> **PASSAGE**
###
Peter McAdams (April 21, 1834 – September 29, 1926) was an Irish American soldier who fought in the American Civil War. He emigrated to America at the age of 14 and worked initially as a shoemaker. Upon the outbreak of the Civil War, he enlisted in the Union Army. McAdams fought with the 98th Pennsylvania Infantry at the Battles of Williamsburg and Fredericksburg. He received a promotion to sergeant for his action in rescuing a wounded comrade at the Battle of Salem Church on May 3, 1863. McAdams was later commissioned as an officer and fought in this role at the Battle of Cold Harbor. He was seriously injured and left the army after the war. McAdams was awarded the Medal of Honor on April 1, 1898.

==Biography==
McAdams was born in Armagh, Ireland on April 21, 1834. He and his sister emigrated to the United States in 1848 when he was fourteen; they settled in Manayunk, Pennsylvania. McAdams first found work as a shoemaker, but after the Battle of Fort Sumter, he enlisted into the 21st Pennsylvania Infantry. However, the regiment was disbanded before McAdams could participate in any fighting.
###
> **EXERCISE GOAL**
According to the passage about Peter McAdams, what did he do to earn his promotion to sergeant? Rely only on the passage about Peter McAdams.

[Point localization data]
###
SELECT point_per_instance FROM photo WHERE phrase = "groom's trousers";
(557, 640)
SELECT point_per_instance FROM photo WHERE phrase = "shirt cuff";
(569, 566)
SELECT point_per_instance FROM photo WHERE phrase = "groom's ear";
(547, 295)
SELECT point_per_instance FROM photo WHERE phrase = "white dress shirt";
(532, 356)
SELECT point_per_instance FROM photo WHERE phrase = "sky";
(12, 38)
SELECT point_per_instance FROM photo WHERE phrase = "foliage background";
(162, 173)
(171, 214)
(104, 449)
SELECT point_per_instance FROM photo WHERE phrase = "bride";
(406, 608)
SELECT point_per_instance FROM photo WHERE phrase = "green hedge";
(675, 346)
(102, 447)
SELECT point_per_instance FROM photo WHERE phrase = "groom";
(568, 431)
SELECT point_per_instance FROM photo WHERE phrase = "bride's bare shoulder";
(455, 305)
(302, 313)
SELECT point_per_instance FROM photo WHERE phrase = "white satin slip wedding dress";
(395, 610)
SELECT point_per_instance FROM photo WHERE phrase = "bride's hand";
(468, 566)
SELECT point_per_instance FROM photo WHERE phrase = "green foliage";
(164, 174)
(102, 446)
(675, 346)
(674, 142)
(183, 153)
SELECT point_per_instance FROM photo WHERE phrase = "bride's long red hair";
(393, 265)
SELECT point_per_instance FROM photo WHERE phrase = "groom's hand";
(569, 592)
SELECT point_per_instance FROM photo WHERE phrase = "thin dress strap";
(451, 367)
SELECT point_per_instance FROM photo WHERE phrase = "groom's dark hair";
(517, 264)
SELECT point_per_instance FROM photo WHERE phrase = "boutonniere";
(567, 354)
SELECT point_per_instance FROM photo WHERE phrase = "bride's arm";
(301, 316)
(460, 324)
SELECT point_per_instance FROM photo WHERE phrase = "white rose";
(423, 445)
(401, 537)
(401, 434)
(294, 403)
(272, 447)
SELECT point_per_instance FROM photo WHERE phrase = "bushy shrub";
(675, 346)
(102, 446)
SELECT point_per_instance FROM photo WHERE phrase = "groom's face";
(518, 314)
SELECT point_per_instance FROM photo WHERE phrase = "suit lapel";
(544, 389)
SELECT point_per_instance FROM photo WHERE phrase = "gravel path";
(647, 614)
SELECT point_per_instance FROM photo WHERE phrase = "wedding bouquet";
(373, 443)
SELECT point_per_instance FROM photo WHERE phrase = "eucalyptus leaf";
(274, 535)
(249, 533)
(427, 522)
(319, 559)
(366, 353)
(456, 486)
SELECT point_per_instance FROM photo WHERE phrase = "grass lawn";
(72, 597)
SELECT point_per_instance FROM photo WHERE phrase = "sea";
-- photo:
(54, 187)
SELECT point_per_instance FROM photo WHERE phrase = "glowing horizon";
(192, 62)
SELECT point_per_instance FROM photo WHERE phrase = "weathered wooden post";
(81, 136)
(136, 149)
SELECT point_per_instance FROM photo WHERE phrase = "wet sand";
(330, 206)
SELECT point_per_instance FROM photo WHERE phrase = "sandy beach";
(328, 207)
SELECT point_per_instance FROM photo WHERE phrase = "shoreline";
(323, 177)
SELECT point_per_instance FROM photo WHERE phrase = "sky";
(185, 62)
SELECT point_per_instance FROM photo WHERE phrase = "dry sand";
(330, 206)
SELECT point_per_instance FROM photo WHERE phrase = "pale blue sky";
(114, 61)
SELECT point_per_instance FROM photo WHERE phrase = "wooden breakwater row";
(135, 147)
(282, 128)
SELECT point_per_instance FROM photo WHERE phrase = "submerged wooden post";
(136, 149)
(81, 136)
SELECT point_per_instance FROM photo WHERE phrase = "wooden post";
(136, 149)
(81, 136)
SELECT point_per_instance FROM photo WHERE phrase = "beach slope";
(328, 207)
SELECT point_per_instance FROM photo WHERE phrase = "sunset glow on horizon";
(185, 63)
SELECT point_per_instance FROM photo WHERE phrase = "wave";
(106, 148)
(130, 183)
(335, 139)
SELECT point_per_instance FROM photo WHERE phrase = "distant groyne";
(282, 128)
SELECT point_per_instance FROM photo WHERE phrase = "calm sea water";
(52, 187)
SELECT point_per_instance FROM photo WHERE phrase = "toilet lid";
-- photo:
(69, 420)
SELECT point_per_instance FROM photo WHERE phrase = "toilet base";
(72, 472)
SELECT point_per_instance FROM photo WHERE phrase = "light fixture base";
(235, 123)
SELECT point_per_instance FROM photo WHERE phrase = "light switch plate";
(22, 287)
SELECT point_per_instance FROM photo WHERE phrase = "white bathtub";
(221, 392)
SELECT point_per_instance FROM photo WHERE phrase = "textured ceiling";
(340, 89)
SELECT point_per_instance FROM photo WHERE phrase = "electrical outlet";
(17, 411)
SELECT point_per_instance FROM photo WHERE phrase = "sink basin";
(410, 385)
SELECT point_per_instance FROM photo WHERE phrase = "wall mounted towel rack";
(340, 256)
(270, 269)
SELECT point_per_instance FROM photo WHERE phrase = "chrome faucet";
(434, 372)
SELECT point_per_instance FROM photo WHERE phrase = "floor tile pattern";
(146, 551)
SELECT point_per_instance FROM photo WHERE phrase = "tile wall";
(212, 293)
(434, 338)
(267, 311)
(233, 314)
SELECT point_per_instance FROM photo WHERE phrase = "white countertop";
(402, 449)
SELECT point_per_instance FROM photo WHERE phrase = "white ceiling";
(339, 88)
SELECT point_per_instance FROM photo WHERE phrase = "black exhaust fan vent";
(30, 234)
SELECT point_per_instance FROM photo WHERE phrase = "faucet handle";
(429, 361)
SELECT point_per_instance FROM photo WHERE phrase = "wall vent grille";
###
> **RESPONSE TO THIS TASK**
He rescued a wounded comrade at the Battle of Salem Church on May 3, 1863.